Labeled point records
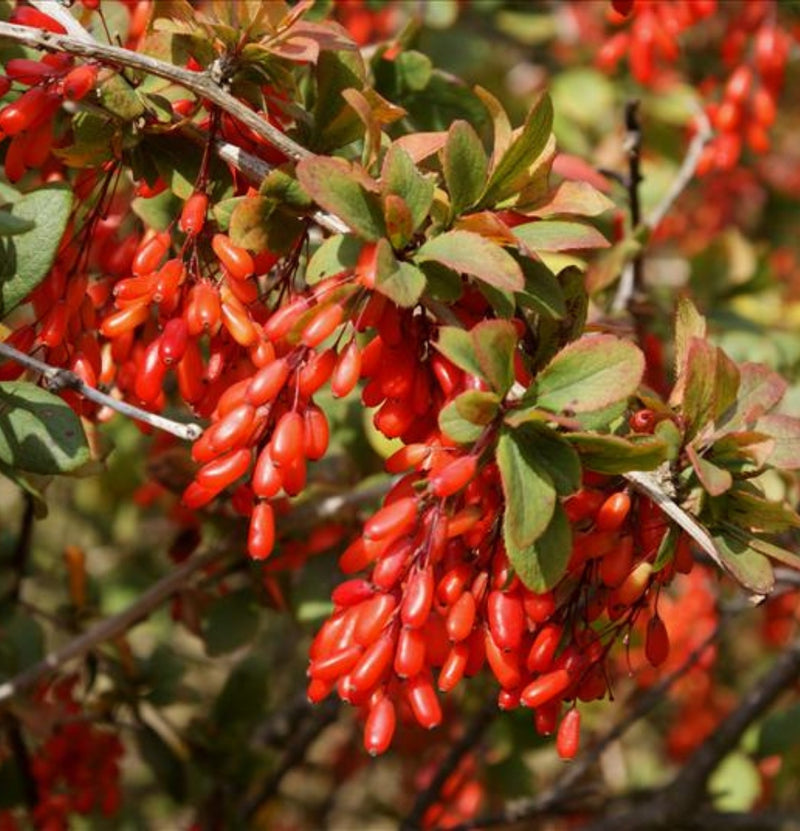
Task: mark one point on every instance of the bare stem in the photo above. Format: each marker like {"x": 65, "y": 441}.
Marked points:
{"x": 109, "y": 628}
{"x": 58, "y": 378}
{"x": 201, "y": 83}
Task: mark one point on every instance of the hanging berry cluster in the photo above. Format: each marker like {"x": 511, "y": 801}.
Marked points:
{"x": 450, "y": 300}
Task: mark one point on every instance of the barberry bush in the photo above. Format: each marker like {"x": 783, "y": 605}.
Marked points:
{"x": 398, "y": 403}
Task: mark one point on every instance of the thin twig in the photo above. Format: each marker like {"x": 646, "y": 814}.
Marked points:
{"x": 565, "y": 789}
{"x": 680, "y": 801}
{"x": 296, "y": 750}
{"x": 685, "y": 173}
{"x": 109, "y": 628}
{"x": 58, "y": 378}
{"x": 472, "y": 735}
{"x": 202, "y": 84}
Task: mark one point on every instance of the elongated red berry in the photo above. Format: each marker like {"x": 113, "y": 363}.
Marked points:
{"x": 380, "y": 726}
{"x": 261, "y": 535}
{"x": 288, "y": 439}
{"x": 392, "y": 520}
{"x": 569, "y": 733}
{"x": 454, "y": 476}
{"x": 236, "y": 260}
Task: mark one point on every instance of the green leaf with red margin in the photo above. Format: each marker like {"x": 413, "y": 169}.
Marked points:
{"x": 39, "y": 432}
{"x": 540, "y": 566}
{"x": 465, "y": 165}
{"x": 337, "y": 254}
{"x": 510, "y": 173}
{"x": 399, "y": 222}
{"x": 471, "y": 254}
{"x": 401, "y": 177}
{"x": 589, "y": 374}
{"x": 710, "y": 385}
{"x": 573, "y": 199}
{"x": 753, "y": 511}
{"x": 559, "y": 235}
{"x": 746, "y": 565}
{"x": 345, "y": 190}
{"x": 760, "y": 389}
{"x": 457, "y": 345}
{"x": 495, "y": 343}
{"x": 784, "y": 431}
{"x": 714, "y": 479}
{"x": 401, "y": 282}
{"x": 615, "y": 454}
{"x": 528, "y": 490}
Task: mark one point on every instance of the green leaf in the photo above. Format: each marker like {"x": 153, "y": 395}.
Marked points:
{"x": 460, "y": 428}
{"x": 477, "y": 406}
{"x": 26, "y": 258}
{"x": 337, "y": 254}
{"x": 458, "y": 346}
{"x": 39, "y": 433}
{"x": 244, "y": 695}
{"x": 401, "y": 177}
{"x": 780, "y": 732}
{"x": 495, "y": 343}
{"x": 510, "y": 174}
{"x": 711, "y": 384}
{"x": 540, "y": 566}
{"x": 559, "y": 235}
{"x": 751, "y": 510}
{"x": 784, "y": 431}
{"x": 542, "y": 292}
{"x": 464, "y": 164}
{"x": 572, "y": 198}
{"x": 615, "y": 454}
{"x": 230, "y": 622}
{"x": 714, "y": 479}
{"x": 401, "y": 282}
{"x": 472, "y": 254}
{"x": 11, "y": 225}
{"x": 590, "y": 374}
{"x": 735, "y": 783}
{"x": 346, "y": 191}
{"x": 760, "y": 389}
{"x": 530, "y": 495}
{"x": 399, "y": 224}
{"x": 747, "y": 566}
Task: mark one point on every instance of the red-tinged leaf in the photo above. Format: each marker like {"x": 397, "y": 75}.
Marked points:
{"x": 784, "y": 431}
{"x": 760, "y": 389}
{"x": 304, "y": 40}
{"x": 689, "y": 324}
{"x": 528, "y": 490}
{"x": 589, "y": 374}
{"x": 500, "y": 123}
{"x": 420, "y": 146}
{"x": 510, "y": 172}
{"x": 558, "y": 235}
{"x": 399, "y": 222}
{"x": 715, "y": 480}
{"x": 401, "y": 282}
{"x": 495, "y": 343}
{"x": 345, "y": 190}
{"x": 744, "y": 563}
{"x": 471, "y": 254}
{"x": 573, "y": 198}
{"x": 401, "y": 177}
{"x": 488, "y": 224}
{"x": 464, "y": 164}
{"x": 457, "y": 345}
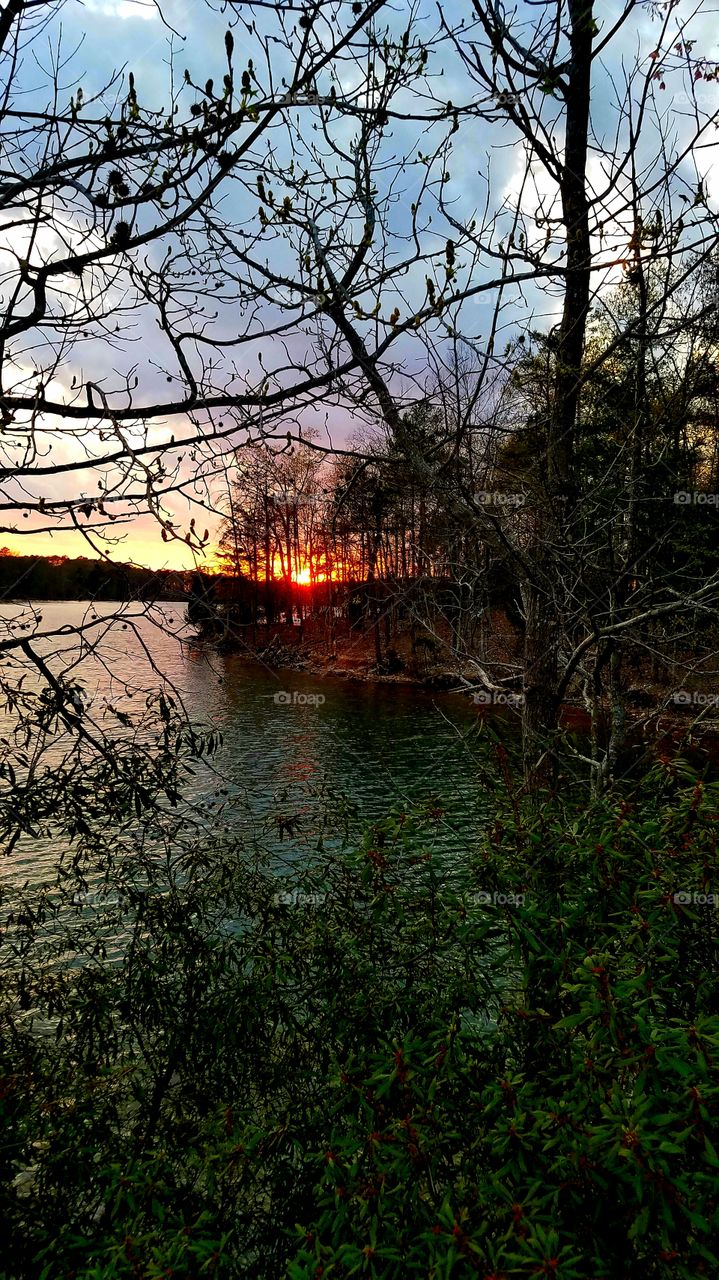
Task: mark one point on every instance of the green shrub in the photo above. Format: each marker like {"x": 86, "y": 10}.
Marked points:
{"x": 370, "y": 1069}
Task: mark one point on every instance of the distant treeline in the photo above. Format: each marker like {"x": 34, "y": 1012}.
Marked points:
{"x": 56, "y": 577}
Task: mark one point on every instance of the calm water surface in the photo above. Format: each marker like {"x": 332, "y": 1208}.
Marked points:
{"x": 288, "y": 737}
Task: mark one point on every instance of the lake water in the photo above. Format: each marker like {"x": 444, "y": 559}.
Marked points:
{"x": 289, "y": 740}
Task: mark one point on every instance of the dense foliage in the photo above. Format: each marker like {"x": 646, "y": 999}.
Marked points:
{"x": 389, "y": 1064}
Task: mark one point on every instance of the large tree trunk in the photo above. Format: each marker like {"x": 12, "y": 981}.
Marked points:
{"x": 552, "y": 553}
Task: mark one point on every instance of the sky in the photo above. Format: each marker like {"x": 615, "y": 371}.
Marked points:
{"x": 104, "y": 37}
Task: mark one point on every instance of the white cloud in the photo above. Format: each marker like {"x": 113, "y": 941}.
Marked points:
{"x": 143, "y": 9}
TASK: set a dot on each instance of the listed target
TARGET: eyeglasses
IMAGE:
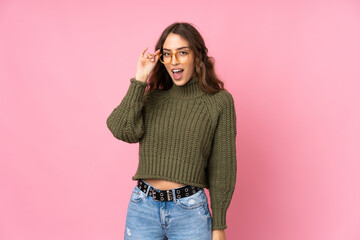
(181, 56)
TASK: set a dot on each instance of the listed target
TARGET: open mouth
(177, 73)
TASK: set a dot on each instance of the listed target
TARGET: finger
(143, 52)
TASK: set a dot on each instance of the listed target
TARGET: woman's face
(180, 72)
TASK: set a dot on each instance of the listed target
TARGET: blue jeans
(186, 218)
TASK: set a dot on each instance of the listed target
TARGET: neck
(190, 89)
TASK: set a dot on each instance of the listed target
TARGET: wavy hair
(204, 65)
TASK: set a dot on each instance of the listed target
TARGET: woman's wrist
(141, 77)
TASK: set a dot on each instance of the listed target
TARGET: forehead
(174, 41)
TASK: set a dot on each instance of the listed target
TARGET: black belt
(166, 195)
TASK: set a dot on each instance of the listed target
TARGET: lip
(177, 69)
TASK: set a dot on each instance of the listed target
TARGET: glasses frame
(174, 54)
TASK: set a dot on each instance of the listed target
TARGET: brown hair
(204, 65)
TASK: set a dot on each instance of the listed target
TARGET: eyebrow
(176, 49)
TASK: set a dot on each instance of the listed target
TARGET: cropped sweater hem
(184, 135)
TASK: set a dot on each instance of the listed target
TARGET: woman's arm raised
(126, 120)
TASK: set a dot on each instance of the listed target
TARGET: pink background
(293, 68)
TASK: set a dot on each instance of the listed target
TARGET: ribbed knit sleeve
(222, 161)
(126, 120)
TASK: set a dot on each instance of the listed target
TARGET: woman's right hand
(146, 64)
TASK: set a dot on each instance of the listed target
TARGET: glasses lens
(181, 56)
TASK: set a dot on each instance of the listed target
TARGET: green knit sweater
(185, 136)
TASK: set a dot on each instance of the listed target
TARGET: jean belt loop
(174, 195)
(147, 191)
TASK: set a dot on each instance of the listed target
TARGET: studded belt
(166, 195)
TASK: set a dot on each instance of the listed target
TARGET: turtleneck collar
(189, 90)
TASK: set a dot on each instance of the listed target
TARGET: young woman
(185, 124)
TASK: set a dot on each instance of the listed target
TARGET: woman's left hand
(218, 235)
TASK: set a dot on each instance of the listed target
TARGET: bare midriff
(163, 184)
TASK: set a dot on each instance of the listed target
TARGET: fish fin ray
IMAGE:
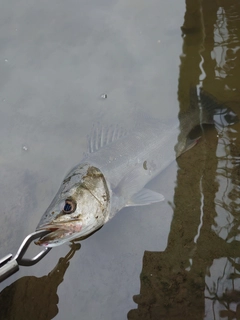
(102, 136)
(144, 197)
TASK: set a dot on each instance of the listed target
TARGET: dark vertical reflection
(198, 274)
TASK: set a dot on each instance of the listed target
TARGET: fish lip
(64, 225)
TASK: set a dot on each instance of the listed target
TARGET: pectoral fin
(144, 197)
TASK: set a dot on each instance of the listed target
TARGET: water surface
(171, 260)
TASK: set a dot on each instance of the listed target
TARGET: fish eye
(69, 207)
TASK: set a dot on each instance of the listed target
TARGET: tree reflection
(198, 274)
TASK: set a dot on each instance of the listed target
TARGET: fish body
(114, 173)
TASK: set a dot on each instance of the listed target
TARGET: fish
(119, 164)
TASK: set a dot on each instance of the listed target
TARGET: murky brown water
(174, 260)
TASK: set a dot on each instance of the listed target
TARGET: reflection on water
(35, 298)
(198, 274)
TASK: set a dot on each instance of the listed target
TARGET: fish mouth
(59, 233)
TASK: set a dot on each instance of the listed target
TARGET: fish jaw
(87, 191)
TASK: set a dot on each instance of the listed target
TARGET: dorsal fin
(102, 136)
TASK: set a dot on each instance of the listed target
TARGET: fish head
(80, 207)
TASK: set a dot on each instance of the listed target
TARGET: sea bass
(119, 164)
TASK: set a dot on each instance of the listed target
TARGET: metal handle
(8, 268)
(9, 265)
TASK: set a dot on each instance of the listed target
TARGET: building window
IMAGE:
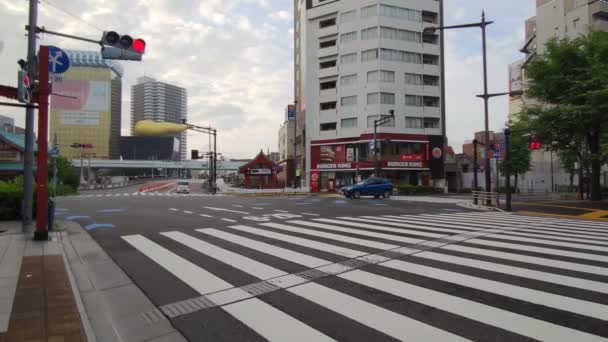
(327, 23)
(397, 34)
(400, 13)
(369, 11)
(431, 123)
(348, 101)
(429, 80)
(413, 100)
(330, 126)
(383, 76)
(349, 58)
(348, 80)
(369, 33)
(349, 16)
(327, 64)
(380, 98)
(348, 123)
(328, 105)
(430, 59)
(413, 79)
(327, 43)
(348, 37)
(413, 122)
(431, 101)
(328, 85)
(400, 56)
(369, 55)
(372, 118)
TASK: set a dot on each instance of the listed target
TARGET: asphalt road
(312, 268)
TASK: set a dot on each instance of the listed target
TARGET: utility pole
(28, 158)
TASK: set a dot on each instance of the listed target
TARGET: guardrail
(489, 199)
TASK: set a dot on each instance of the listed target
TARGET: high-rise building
(159, 101)
(86, 106)
(355, 61)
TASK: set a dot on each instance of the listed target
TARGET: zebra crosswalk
(436, 277)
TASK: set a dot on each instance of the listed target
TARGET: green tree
(571, 82)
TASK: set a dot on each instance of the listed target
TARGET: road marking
(238, 261)
(467, 308)
(273, 324)
(530, 259)
(362, 232)
(384, 229)
(194, 276)
(300, 258)
(376, 317)
(559, 302)
(337, 237)
(281, 327)
(503, 319)
(349, 253)
(390, 323)
(227, 210)
(518, 271)
(94, 226)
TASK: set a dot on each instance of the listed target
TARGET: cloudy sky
(235, 57)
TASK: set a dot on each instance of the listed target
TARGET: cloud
(281, 15)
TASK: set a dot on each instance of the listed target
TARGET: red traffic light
(139, 45)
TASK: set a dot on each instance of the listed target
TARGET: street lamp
(379, 122)
(483, 24)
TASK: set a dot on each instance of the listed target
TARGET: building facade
(86, 106)
(355, 61)
(159, 101)
(553, 19)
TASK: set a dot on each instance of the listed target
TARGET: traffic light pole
(28, 158)
(42, 232)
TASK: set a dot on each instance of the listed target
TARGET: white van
(183, 187)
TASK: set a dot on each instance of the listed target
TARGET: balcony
(328, 72)
(432, 111)
(328, 51)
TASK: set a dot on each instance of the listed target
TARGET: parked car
(370, 187)
(183, 187)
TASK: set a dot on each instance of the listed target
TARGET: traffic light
(115, 46)
(535, 145)
(23, 85)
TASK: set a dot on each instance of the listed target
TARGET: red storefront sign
(410, 157)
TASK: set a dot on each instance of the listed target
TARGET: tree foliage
(571, 82)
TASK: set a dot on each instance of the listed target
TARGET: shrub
(418, 190)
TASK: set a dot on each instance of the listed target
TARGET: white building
(355, 61)
(559, 19)
(158, 101)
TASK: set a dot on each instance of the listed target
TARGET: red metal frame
(42, 157)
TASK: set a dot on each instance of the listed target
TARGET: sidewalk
(68, 289)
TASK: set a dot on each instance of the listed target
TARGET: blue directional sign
(55, 152)
(59, 62)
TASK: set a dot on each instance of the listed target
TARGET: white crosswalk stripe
(455, 277)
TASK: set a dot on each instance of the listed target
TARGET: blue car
(370, 187)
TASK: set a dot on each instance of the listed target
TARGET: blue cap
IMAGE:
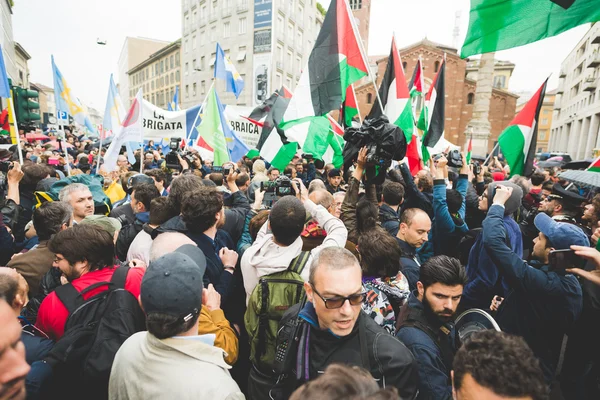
(561, 235)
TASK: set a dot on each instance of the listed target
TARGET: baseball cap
(173, 283)
(561, 235)
(109, 224)
(334, 172)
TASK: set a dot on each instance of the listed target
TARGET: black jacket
(390, 361)
(410, 264)
(390, 220)
(541, 306)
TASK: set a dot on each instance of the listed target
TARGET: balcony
(589, 84)
(594, 60)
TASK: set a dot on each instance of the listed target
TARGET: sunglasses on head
(338, 301)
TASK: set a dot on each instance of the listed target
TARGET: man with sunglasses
(425, 324)
(334, 330)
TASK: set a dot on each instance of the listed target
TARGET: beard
(444, 316)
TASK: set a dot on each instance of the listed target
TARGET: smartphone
(559, 260)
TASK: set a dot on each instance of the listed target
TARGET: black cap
(173, 283)
(334, 172)
(565, 197)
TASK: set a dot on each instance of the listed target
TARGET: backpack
(269, 300)
(94, 332)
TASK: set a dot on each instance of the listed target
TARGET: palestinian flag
(503, 24)
(519, 140)
(321, 136)
(413, 157)
(395, 96)
(417, 83)
(335, 62)
(349, 108)
(469, 151)
(595, 166)
(434, 114)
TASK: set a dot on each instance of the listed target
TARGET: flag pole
(363, 53)
(199, 111)
(99, 150)
(16, 126)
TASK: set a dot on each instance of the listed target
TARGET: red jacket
(53, 315)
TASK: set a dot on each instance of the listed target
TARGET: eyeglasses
(338, 301)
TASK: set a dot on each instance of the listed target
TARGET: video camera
(171, 158)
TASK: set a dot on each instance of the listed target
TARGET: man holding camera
(542, 300)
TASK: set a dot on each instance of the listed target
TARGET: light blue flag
(4, 88)
(174, 105)
(66, 101)
(236, 147)
(224, 69)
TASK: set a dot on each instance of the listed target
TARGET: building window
(242, 26)
(500, 81)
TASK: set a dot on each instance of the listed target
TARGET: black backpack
(94, 332)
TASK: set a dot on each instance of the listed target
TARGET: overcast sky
(69, 29)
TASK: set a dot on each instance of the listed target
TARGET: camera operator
(540, 304)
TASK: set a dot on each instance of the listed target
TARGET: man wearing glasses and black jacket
(335, 330)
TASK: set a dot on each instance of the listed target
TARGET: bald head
(13, 288)
(332, 258)
(168, 242)
(324, 198)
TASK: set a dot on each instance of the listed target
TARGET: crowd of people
(243, 280)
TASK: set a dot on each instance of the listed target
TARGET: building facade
(545, 119)
(158, 76)
(460, 90)
(21, 63)
(576, 118)
(134, 51)
(268, 42)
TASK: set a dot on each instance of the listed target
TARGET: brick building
(460, 91)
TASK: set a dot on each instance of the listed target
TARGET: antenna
(456, 30)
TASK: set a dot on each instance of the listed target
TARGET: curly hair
(502, 363)
(199, 209)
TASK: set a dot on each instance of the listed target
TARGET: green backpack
(270, 299)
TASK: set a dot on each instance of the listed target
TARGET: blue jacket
(540, 305)
(434, 375)
(410, 264)
(484, 278)
(390, 219)
(447, 229)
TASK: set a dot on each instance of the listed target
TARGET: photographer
(540, 304)
(448, 208)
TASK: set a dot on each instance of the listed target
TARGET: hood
(513, 203)
(267, 257)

> What you are asked to do
Find each line in the items above that contains the word "reflection", and copy those lines out.

> Complete response
TARGET: dark vertical reflection
TARGET: tree reflection
TARGET: reflection on water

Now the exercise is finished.